(GIVEN RECORDS begins)

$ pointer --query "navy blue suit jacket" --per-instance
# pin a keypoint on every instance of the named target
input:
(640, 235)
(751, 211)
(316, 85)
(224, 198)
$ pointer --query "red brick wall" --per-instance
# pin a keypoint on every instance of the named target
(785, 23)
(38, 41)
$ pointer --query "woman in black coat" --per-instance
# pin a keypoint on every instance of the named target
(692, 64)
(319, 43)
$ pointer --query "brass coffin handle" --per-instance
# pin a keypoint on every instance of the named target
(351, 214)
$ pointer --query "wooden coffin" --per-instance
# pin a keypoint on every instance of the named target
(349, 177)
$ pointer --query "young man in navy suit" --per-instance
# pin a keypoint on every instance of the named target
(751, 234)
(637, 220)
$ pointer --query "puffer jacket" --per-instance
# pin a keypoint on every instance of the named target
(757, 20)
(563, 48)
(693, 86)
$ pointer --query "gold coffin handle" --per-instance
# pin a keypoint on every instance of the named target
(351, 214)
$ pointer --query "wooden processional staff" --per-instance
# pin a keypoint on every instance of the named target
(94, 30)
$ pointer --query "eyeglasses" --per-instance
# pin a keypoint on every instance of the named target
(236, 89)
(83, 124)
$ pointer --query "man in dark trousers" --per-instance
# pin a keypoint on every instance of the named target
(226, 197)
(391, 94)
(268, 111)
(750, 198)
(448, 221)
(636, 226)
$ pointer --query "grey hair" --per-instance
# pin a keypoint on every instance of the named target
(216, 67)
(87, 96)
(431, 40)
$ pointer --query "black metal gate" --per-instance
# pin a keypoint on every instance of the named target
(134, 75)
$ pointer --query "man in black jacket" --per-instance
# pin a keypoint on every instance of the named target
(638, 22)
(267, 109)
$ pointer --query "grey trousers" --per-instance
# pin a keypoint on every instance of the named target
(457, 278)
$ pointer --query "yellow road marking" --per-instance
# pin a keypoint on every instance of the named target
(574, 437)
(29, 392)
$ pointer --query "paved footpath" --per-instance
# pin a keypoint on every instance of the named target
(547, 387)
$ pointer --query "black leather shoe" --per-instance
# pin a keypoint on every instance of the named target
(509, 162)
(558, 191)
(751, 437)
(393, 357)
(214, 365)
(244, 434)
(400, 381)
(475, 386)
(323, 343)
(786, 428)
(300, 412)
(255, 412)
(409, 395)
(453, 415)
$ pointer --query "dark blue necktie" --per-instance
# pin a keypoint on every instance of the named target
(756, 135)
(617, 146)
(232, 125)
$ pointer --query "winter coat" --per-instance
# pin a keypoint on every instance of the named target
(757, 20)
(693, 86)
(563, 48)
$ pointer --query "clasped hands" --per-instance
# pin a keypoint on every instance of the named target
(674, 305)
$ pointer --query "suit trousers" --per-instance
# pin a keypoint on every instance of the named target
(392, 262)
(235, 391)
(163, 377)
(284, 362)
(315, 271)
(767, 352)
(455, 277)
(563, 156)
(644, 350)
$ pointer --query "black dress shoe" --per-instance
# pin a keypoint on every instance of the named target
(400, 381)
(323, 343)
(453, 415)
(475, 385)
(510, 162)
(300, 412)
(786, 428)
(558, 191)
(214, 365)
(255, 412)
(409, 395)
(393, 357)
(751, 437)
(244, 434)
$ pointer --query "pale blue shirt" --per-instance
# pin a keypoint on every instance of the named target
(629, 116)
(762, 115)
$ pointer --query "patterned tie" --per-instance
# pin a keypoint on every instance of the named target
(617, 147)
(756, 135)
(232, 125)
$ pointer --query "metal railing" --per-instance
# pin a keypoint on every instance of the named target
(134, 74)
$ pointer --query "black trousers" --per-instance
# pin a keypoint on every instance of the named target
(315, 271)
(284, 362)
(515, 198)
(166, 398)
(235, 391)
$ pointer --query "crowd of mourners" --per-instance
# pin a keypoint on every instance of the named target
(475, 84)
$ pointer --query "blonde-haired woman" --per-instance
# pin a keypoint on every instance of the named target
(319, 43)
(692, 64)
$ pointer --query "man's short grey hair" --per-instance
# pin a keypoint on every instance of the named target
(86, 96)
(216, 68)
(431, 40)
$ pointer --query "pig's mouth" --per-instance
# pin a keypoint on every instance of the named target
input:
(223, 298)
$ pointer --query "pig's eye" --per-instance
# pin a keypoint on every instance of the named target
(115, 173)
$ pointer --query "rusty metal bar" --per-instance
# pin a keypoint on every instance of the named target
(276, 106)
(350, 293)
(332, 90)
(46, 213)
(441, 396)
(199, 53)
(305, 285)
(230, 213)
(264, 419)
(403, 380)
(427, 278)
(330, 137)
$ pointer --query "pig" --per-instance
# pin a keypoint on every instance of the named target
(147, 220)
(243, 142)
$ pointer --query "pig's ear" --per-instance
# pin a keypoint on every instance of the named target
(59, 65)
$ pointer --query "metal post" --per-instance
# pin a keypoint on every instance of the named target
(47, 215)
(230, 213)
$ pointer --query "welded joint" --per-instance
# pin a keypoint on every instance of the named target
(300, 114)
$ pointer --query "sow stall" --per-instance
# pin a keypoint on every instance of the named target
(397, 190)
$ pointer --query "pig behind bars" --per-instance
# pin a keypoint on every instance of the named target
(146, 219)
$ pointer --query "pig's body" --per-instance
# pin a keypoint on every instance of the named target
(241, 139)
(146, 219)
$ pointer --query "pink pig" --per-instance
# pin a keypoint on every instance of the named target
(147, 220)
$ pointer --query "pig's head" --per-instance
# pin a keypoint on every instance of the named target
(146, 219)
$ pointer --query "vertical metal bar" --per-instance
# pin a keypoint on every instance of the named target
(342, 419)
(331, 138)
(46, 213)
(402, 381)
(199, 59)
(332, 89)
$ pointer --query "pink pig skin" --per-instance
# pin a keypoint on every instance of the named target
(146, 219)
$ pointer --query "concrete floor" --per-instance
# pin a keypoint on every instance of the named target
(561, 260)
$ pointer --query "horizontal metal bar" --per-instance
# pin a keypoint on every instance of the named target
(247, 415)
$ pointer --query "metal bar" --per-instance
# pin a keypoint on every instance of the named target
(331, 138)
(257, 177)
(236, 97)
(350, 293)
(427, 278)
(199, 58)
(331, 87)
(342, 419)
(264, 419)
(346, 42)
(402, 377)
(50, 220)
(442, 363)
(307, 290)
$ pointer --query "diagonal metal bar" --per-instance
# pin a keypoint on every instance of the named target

(GIVEN RECORDS ends)

● **TASK DESCRIPTION**
Filter this listing and copy only the lines holding the word "pink".

● **RESULT OF THIS EXERCISE**
$ pointer --query "pink pig" --per-instance
$ pointer --query "pink pig skin" --per-instance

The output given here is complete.